| Aim of the task |
Select every line of the material below that contains the string "foliage", and copy each of those lines. Case is significant.

| Exercise data |
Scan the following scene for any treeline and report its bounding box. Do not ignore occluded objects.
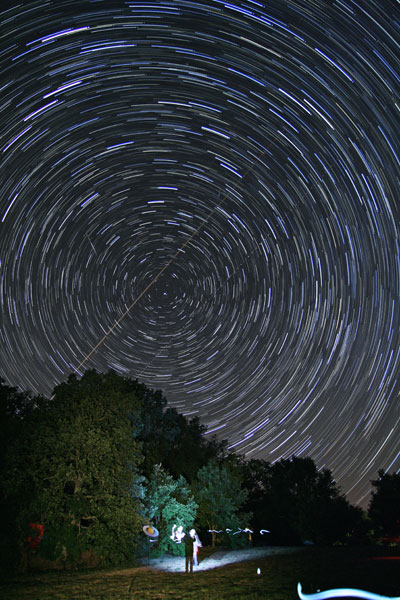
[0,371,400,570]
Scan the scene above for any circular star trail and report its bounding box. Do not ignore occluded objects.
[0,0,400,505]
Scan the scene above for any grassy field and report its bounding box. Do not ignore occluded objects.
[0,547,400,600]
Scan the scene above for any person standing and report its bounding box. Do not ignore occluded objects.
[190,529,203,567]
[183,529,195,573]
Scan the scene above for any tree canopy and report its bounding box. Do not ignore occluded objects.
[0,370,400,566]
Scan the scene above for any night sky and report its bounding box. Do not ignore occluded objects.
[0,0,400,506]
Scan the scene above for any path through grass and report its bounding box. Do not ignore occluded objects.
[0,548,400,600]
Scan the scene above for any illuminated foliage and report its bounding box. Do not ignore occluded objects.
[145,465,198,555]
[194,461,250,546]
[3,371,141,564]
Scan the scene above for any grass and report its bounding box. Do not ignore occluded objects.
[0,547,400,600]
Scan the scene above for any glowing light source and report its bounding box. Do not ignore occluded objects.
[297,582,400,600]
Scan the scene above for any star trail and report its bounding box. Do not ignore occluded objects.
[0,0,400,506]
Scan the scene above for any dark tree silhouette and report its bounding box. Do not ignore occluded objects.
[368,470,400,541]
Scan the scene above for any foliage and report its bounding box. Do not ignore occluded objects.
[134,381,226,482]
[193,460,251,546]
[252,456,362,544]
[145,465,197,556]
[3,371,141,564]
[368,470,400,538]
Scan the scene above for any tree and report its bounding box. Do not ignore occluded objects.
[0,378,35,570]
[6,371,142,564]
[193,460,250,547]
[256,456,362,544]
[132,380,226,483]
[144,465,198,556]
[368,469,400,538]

---

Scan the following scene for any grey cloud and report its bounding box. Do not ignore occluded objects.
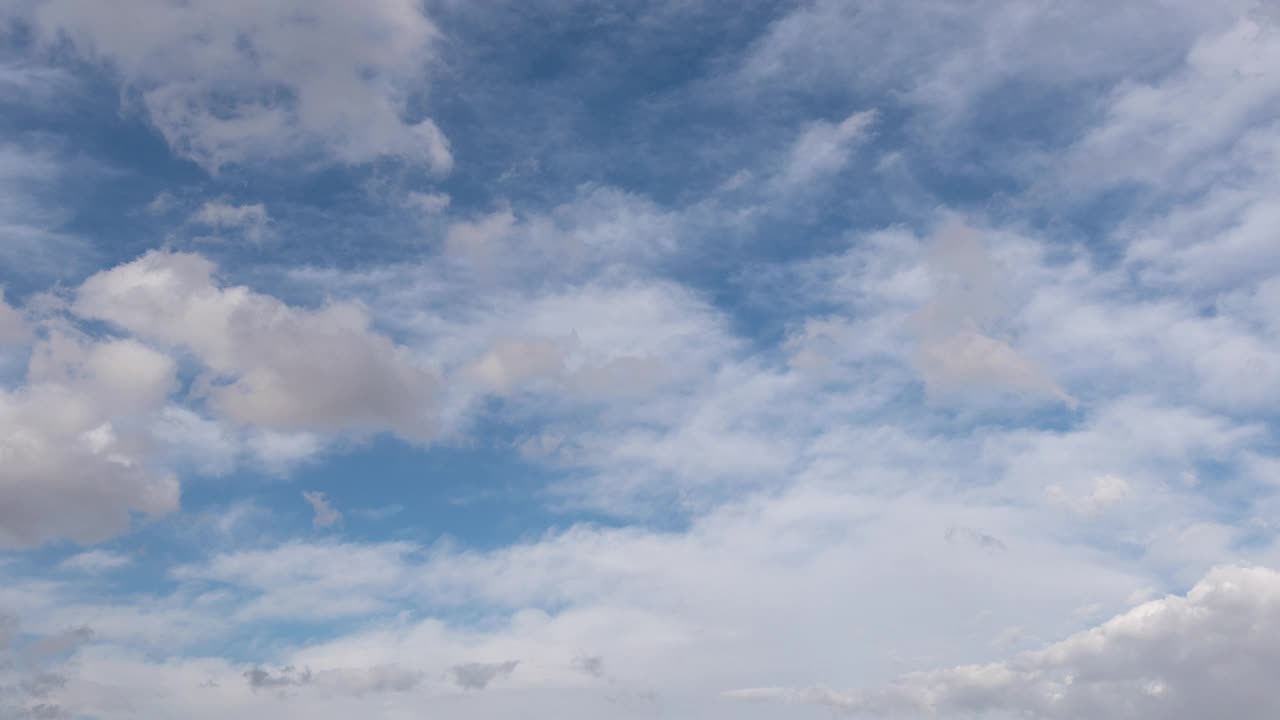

--

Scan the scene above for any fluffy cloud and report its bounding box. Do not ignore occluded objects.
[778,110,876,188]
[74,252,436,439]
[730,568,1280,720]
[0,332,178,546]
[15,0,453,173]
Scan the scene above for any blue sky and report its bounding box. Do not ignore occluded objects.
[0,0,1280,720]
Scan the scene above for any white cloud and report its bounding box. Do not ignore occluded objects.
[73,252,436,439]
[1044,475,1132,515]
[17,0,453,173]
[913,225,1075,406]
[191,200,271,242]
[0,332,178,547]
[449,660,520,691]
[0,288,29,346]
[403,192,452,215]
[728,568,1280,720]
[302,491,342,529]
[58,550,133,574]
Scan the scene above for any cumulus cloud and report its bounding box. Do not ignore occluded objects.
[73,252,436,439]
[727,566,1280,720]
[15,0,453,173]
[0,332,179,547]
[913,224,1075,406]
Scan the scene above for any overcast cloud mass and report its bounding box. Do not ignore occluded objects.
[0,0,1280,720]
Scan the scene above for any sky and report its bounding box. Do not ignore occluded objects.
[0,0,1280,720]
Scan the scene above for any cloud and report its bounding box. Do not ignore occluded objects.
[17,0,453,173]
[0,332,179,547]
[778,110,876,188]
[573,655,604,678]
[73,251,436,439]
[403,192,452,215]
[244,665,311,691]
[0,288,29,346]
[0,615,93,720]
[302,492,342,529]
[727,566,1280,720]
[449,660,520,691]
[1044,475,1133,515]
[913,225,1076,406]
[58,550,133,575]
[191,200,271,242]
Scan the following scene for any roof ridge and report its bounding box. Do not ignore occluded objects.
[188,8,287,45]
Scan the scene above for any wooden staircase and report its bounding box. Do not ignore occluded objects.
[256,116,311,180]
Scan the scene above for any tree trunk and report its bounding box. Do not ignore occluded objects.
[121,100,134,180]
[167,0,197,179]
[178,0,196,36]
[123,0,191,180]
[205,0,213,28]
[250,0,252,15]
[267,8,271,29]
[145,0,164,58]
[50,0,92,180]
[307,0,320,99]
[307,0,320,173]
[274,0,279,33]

| The result |
Scan the scene above for any illuminated foliage and report its bounding box. Do not ignore occluded objects.
Scan the scene above for any foliage and report its bounding box. Do not ignore occluded objects.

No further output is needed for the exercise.